Gather every line in the material below that contains the word "point", and copy each one out in full.

**Material shown**
-- begin --
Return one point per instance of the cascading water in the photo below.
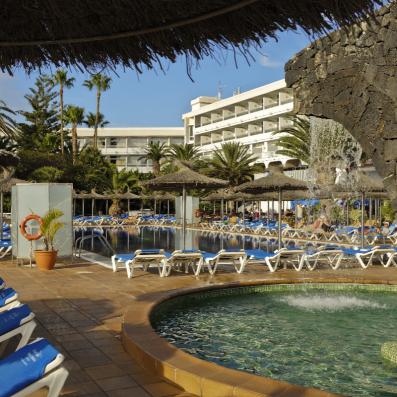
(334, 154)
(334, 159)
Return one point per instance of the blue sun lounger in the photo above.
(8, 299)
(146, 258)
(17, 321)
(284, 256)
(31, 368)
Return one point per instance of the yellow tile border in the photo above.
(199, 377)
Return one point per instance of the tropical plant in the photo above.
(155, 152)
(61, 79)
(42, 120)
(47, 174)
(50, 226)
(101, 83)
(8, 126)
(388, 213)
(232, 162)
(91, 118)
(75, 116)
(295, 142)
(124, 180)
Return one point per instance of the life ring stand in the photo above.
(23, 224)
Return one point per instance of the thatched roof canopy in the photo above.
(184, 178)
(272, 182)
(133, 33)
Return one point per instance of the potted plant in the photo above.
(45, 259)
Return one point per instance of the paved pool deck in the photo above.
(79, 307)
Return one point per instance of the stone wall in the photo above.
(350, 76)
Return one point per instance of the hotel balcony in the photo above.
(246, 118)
-- end --
-- begin --
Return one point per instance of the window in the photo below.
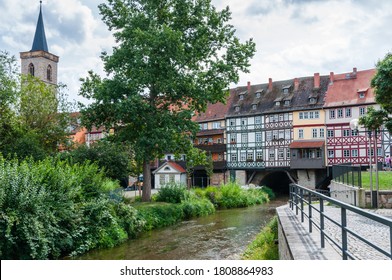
-- end --
**Exercise solution**
Return one point per instance of the cascading water in the photo below.
Return one point per instance of the blue sun lounger in the photo above.
Return one point per instance of the yellow tile border in the photo above.
Return one point per instance of the tropical plant in the photo above.
Return one point per instance of the life ring stand in the photo above.
Return one point per instance of the thatched roof canopy in the photo above.
Return one point per instance of the potted plant in the photo above.
Return one point per instance of the paved pool deck in the photo above.
Return one point per instance of the stone wall in the photo above.
Return one point per instance of the hotel balcony in the photo above.
Return one point per instance of the window in the photo below.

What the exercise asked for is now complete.